> _EXTRACT TO READ_:
The Panel considered that Mr Allen Caratti, Mr Michael Carter, Timebuild Pty Ltd, Delta Ace Pty Ltd, Mammoth Nominees Pty Ltd, Gucce Holdings Pty Ltd, Indian Ocean Capital (WA) Pty Ltd, Ms Tina Bazzo and Ms Samantha Ferguson-Smith (the Associated Parties) are associated in respect of Viento.

The Panel has made final orders (Annexure A), the effect of which includes:

  • Shares acquired by Delta Ace Pty Ltd, Timebuild Pty Ltd, Mammoth Nominees Pty Ltd, Gucce Holdings Pty Ltd and Indian Ocean Capital (WA) Pty Ltd (IOCWA) which represent in excess of 20% of the total voting power which exists in Viento at present (Sale Shares) are to be vested in the Commonwealth on trust for ASIC to sell (using an investment bank or stock broker) and return the proceeds net of costs to the owners.
  • Until the steps described in above are completed, the ability of the Associated Parties to vote their remaining Viento shares is scaled back such that the combined votes of IOCWA, Timebuild and Delta Ace do not exceed 20%.
  • The Associated Parties may rely on the exception in Item 9 of s611 of the Corporations Act (the "3% creep") to increase their combined holdings but based on a 20% holding and not taking into account the Sale Shares
  • Each of the Associated Parties must disclose their relevant interests and association in a substantial holder notice.

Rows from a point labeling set
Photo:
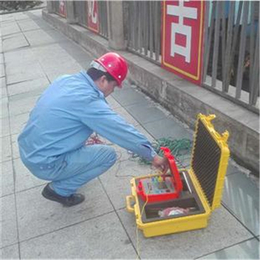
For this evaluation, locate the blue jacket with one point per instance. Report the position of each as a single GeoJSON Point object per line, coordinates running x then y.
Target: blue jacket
{"type": "Point", "coordinates": [66, 114]}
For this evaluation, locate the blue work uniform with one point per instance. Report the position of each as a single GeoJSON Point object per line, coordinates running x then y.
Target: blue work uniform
{"type": "Point", "coordinates": [52, 144]}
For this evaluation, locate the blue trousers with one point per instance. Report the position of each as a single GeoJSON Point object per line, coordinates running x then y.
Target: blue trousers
{"type": "Point", "coordinates": [77, 168]}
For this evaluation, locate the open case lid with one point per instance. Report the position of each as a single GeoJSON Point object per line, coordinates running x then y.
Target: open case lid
{"type": "Point", "coordinates": [210, 156]}
{"type": "Point", "coordinates": [173, 168]}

> _EXERCISES_:
1) According to the Viento orders summary, why is the Associated Parties' ability to vote their remaining Viento shares scaled back?
2) Write out every line of the rows from the point labeling set again, including the requests. Raise each point coordinate in the answers by 36, and leave the pictures out.

> _ANSWERS BY TASK_:
1) Until the Sale Shares have been vested and sold, their voting is scaled back so that the combined votes of IOCWA, Timebuild and Delta Ace do not exceed 20%.

2)
Photo:
For this evaluation, locate the blue jacket with one point per instance. Report the position of each as a single GeoJSON Point object per line, coordinates running x then y.
Target: blue jacket
{"type": "Point", "coordinates": [102, 150]}
For this evaluation, locate the blue work uniform with one point per instance. Report the position of each as a single GeoJSON Point object per line, coordinates running x then y.
Target: blue work uniform
{"type": "Point", "coordinates": [88, 180]}
For this evaluation, locate the blue trousers with one point per instance. Report the position of each as a single GeoJSON Point object per line, coordinates running x then y.
Target: blue trousers
{"type": "Point", "coordinates": [113, 204]}
For this evaluation, locate the open case lid with one point per instance. Report the position of each as a single GeoJSON Point object per line, coordinates running x then y.
Target: open case lid
{"type": "Point", "coordinates": [246, 192]}
{"type": "Point", "coordinates": [209, 204]}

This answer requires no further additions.